> **Task to carry out**: Output the op-ed on the Supreme Court's EPA ruling in full, word for word.

Erwin Chemerinsky, Los Angeles Times on

Published in Op Eds

The Supreme Court’s 6-3 decision on Thursday to severely limit the authority of the Environmental Protection Agency to combat greenhouse gas emissions is devastating at a time when climate change endangers the planet.

The decision also poses a broad and serious threat to the power of federal agencies to adopt regulations to protect public health and safety in other fields. By this ruling, the court’s conservatives have opened the door to challenges to countless regulations that apply to other industries.

The majority opinion, written by Chief Justice John Roberts, applied the “major questions doctrine” (a legal analysis used to determine if a federal agency has exceeded its authority) in a way that would strike down any regulation that has significant effects on the economy unless the government agency can “point to ‘clear congressional authorization’ for the power it claims.” This interpretation of the doctrine would give businesses a new way to attack other sensible regulations, even if they have been in place for years.

This case, West Virginia v. Environmental Protection Agency, involves the authority of the EPA to reduce greenhouse gas emissions from coal-fired and natural gas power plants. The Obama administration adopted an aggressive approach, known as the Clean Power Plan, to limit these emissions from coal-fired power plants, which are a major source of the pollution responsible for climate change. The Trump administration rescinded that plan and adopted its own Affordable Clean Energy Plan, which was far more permissive in allowing pollution.

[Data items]
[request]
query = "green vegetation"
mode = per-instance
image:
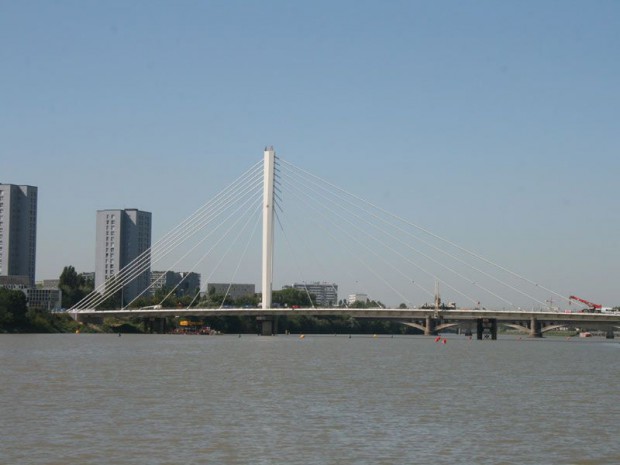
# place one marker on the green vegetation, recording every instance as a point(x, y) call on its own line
point(15, 316)
point(74, 287)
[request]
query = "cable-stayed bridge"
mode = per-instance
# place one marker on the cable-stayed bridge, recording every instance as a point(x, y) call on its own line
point(323, 230)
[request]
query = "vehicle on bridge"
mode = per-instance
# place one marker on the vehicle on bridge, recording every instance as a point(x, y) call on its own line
point(592, 307)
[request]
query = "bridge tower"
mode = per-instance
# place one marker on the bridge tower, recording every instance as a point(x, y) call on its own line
point(268, 181)
point(268, 324)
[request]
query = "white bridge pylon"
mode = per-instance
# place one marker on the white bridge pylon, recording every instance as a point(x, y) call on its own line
point(268, 209)
point(374, 252)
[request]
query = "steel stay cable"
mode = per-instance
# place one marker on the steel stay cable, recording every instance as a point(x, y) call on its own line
point(87, 299)
point(134, 269)
point(210, 234)
point(479, 257)
point(162, 243)
point(415, 250)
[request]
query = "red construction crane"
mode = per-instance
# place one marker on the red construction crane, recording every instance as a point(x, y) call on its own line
point(593, 307)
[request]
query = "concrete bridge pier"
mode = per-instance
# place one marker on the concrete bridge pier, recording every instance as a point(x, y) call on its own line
point(486, 328)
point(154, 325)
point(267, 325)
point(535, 327)
point(429, 327)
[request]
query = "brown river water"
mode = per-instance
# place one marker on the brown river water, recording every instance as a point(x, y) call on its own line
point(170, 399)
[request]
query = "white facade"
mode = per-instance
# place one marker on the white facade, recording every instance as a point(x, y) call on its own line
point(326, 294)
point(357, 298)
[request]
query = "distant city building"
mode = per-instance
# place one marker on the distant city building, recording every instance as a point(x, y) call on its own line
point(190, 283)
point(232, 290)
point(44, 298)
point(122, 236)
point(88, 276)
point(18, 231)
point(186, 283)
point(164, 280)
point(15, 282)
point(325, 294)
point(357, 298)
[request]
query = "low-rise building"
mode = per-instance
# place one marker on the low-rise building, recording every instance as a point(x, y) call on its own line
point(233, 290)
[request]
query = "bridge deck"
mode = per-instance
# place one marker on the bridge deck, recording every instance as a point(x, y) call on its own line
point(391, 313)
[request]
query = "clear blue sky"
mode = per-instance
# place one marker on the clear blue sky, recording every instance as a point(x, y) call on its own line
point(495, 124)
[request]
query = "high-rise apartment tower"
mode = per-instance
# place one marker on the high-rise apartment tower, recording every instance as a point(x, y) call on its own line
point(122, 236)
point(18, 231)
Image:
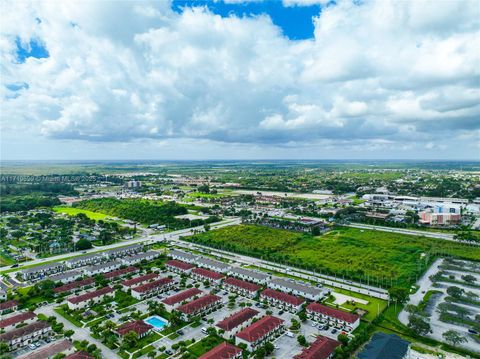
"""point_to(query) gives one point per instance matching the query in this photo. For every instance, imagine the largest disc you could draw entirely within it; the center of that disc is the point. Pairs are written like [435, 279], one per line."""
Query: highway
[152, 238]
[412, 232]
[301, 273]
[175, 237]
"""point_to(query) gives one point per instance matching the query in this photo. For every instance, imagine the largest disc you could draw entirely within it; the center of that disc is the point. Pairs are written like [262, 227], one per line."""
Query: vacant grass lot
[382, 258]
[71, 211]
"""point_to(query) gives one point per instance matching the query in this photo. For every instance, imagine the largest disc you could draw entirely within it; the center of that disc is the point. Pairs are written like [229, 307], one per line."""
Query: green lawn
[374, 307]
[387, 259]
[68, 317]
[71, 211]
[205, 345]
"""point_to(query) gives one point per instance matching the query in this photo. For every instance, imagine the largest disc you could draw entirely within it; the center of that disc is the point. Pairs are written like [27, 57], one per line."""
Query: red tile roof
[179, 264]
[332, 312]
[138, 280]
[120, 272]
[236, 319]
[147, 287]
[76, 284]
[22, 331]
[138, 326]
[180, 297]
[210, 274]
[284, 297]
[242, 284]
[90, 295]
[198, 303]
[16, 319]
[8, 304]
[321, 348]
[222, 351]
[79, 355]
[49, 350]
[260, 328]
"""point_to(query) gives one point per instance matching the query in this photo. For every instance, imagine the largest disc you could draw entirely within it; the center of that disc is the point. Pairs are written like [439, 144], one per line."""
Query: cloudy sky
[237, 79]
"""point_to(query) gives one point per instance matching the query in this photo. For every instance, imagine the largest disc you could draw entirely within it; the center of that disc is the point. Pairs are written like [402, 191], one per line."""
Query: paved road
[438, 326]
[438, 235]
[156, 237]
[79, 333]
[304, 274]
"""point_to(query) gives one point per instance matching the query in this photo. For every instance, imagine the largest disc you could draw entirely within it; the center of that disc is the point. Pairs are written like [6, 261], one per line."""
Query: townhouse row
[95, 263]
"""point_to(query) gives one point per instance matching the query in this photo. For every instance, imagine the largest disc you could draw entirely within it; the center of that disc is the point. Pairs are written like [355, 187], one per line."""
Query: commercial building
[321, 348]
[260, 332]
[96, 296]
[241, 287]
[439, 219]
[301, 289]
[28, 334]
[237, 321]
[223, 351]
[205, 274]
[179, 298]
[178, 266]
[150, 289]
[335, 317]
[282, 300]
[250, 275]
[200, 306]
[386, 346]
[212, 264]
[139, 327]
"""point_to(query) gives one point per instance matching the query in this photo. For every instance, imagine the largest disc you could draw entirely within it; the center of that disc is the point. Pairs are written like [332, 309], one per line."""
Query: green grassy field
[71, 211]
[384, 258]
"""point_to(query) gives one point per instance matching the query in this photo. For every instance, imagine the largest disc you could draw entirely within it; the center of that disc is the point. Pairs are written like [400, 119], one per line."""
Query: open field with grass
[71, 211]
[385, 259]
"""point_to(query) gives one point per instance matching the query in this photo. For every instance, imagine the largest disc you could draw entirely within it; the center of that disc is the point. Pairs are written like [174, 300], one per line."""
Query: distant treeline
[23, 197]
[43, 188]
[143, 211]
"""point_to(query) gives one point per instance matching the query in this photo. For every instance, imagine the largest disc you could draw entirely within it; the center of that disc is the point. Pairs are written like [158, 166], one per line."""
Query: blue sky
[34, 48]
[232, 79]
[296, 22]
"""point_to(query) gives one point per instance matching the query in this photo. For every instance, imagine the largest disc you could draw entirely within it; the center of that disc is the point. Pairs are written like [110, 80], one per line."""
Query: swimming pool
[157, 322]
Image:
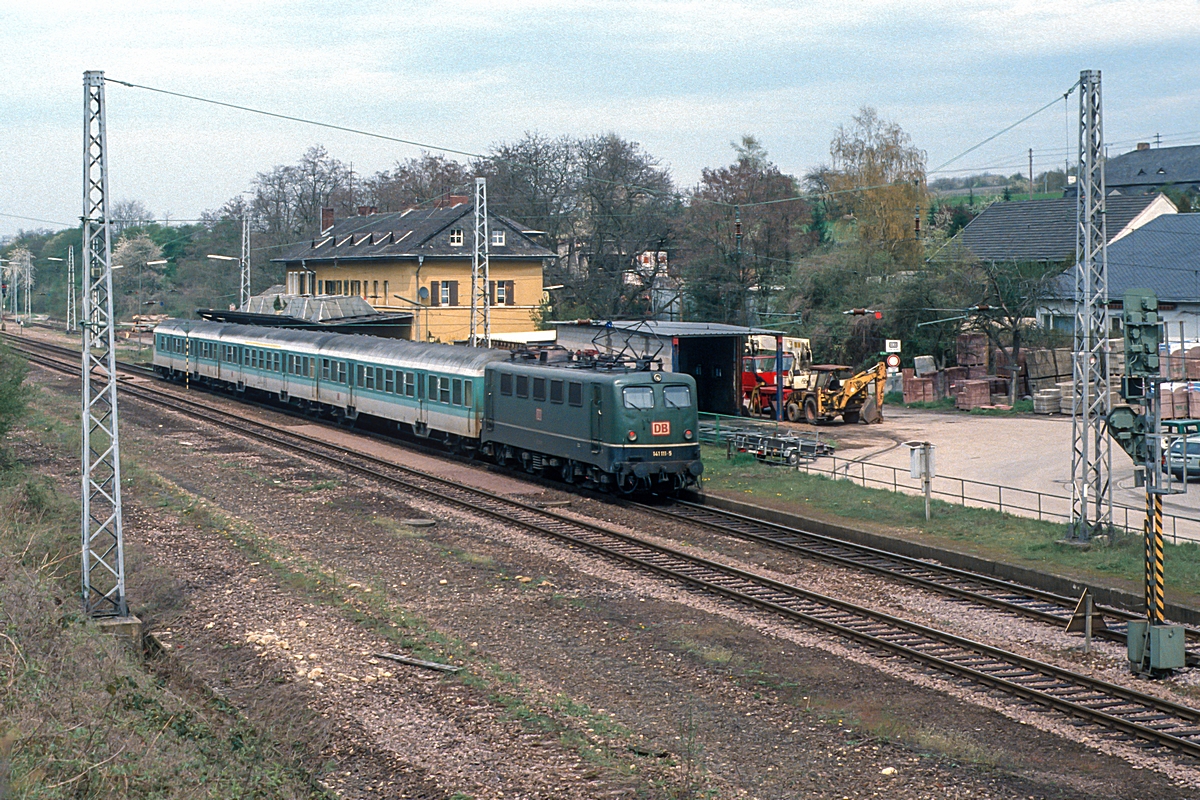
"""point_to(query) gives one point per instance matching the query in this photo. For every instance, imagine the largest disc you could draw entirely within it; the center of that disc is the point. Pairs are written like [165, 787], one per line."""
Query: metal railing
[983, 494]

> **Full output**:
Erwin Chemerinsky, Los Angeles Times on

Published in Op Eds

The Supreme Court’s 6-3 decision on Thursday to severely limit the authority of the Environmental Protection Agency to combat greenhouse gas emissions is devastating at a time when climate change endangers the planet.

The decision also poses a broad and serious threat to the power of federal agencies to adopt regulations to protect public health and safety in other fields. By this ruling, the court’s conservatives have opened the door to challenges to countless regulations that apply to other industries.

The majority opinion, written by Chief Justice John Roberts, applied the “major questions doctrine” (a legal analysis used to determine if a federal agency has exceeded its authority) in a way that would strike down any regulation that has significant effects on the economy unless the government agency can “point to ‘clear congressional authorization’ for the power it claims.” This interpretation of the doctrine would give businesses a new way to attack other sensible regulations, even if they have been in place for years.

This case, West Virginia v. Environmental Protection Agency, involves the authority of the EPA to reduce greenhouse gas emissions from coal-fired and natural gas power plants. The Obama administration adopted an aggressive approach, known as the Clean Power Plan, to limit these emissions from coal-fired power plants, which are a major source of the pollution responsible for climate change. The Trump administration rescinded that plan and adopted its own Affordable Clean Energy Plan, which was far more permissive in allowing pollution.